Énoncé A: Déterminez combien de lignes des enregistrements contiennent la chaîne « brick », en respectant la casse, et donnez uniquement ce nombre.

Extrait de page:
━━━━━━━━━━━━━━━━━━━━
C’est sur la place publique que se joue cette impossibilité de rencontre verticale entre le pouvoir politique national et une société hétérogène. Le pouvoir politique se porte garant du maintien de l’ordre public et cherche à préserver son emprise spatiale et symbolique sur la communauté de la nation. De l’autre côté, le nouveau protagoniste du politique ne s’inscrit pas sur une trame préexistante de l’ordre social. L’acteur se révèle dans l’acte de l’occupation de la place, voire dans l’infraction des règles de l’ordre public : c’est ce qui fait l’événement. La possibilité du politique surgit là où les rapports de forces dans la définition du commun et du partage du sensible12 sont modifiés, voire arrachés à l’organisation étatique.
Revenons sur l’événement pour mieux saisir ce qui fait rupture.
L’événement et son récit
On peut constater que, dans chaque contexte, il y a un incident spécifique, un déclencheur de l’événement. L’incident joue un rôle catalyseur du malaise social existant et marque un point de bascule dans la mobilisation collective des contestataires d’une manière inattendue et spontanée.
La révolution tunisienne s’est amorcée quand le jeune vendeur ambulant, Mohamed Bouazizi s’immole par le feu devant la préfecture le 17 décembre 2010. La police venait de lui confisquer son étalage de fruits et de légumes.
L’occupation de « Gezi Park » à Istanbul s’est enclenchée le 27 mai 2013 suite à la décision de la municipalité d’arracher les arbres du parc Gezi afin d’aménager l’espace et de construire un centre commercial.
En Ukraine, la décision du gouvernement de suspendre le processus d’association avec l’Union européenne a engendré les mobilisations sur la place de l’Indépendance à Kiev le 21 novembre 2013.
Au Brésil, la hausse du prix du ticket de bus est l'élément déclencheur des manifestations du mois de juin 2013 dans les rues de São Paulo et Rio de Janeiro, et au-delà dans tout le pays.
Au Liban, la crise de la non-collecte des ordures est le catalyseur des protestations du 22 août 2015 sur la place des Martyres à Beyrouth13.
━━━━━━━━━━━━━━━━━━━━
Données de l'exercice:
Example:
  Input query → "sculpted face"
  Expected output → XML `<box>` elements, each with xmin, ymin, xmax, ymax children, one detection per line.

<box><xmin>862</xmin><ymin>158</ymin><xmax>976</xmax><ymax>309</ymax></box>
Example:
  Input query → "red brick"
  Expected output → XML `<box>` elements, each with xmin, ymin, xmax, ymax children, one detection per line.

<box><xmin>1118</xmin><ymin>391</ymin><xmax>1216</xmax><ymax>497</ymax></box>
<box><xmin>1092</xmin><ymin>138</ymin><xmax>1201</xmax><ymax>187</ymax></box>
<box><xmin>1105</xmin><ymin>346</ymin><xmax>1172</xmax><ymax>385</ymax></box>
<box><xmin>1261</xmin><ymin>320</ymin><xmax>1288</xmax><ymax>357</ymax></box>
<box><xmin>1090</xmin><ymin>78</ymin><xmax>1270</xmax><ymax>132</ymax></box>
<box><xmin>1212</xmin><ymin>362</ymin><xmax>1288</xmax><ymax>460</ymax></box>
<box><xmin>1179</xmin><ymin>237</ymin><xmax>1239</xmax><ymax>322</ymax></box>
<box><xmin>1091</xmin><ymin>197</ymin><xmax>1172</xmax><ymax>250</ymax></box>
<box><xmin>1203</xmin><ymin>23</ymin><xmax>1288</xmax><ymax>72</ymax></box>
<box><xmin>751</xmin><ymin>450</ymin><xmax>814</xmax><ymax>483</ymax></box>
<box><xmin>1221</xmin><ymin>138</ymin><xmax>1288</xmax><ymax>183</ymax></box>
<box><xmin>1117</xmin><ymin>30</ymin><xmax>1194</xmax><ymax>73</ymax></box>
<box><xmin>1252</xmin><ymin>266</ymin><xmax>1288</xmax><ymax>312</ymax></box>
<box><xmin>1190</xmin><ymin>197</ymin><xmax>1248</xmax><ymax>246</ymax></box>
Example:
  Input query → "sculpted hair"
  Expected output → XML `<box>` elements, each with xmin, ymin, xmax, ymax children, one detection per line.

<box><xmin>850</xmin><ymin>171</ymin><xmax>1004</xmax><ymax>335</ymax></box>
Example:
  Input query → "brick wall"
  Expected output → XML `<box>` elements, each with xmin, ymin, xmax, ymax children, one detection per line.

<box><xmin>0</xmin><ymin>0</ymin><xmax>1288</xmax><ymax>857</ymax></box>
━━━━━━━━━━━━━━━━━━━━
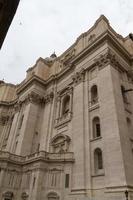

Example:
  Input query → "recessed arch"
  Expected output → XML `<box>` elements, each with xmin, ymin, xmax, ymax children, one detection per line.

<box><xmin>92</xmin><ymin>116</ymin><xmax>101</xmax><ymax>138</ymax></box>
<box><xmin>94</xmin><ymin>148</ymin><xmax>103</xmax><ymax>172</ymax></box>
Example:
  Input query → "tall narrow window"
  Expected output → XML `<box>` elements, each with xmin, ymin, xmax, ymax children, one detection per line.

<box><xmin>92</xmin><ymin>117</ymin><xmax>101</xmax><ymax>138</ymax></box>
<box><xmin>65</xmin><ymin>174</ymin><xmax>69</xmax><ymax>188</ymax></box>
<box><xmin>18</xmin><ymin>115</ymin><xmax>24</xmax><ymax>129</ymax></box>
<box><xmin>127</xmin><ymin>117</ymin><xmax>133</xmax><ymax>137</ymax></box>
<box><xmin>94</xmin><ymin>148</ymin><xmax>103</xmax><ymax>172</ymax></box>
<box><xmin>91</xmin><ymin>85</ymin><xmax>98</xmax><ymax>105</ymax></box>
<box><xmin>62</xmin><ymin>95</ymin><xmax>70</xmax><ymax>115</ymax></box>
━━━━━━━━━━━━━━━━━━━━
Énoncé B: Pour chacune des affirmations suivantes, indiquez par oui ou par non si elle concorde avec l’extrait de page, puis citez mot pour mot le passage qui permet de trancher. (i) L’occupation de Gezi Park à Istanbul a débuté le 27 mai 2013. (ii) Au Brésil, les manifestations ont été déclenchées par une hausse du prix de l’essence. (iii) Au Liban, les protestations se sont tenues sur la place de l’Indépendance.

Corrigé A: 2

Corrigé B:
(i) Oui : « L’occupation de « Gezi Park » à Istanbul s’est enclenchée le 27 mai 2013 ».
(ii) Non : « la hausse du prix du ticket de bus est l'élément déclencheur des manifestations ».
(iii) Non : « sur la place des Martyres à Beyrouth ».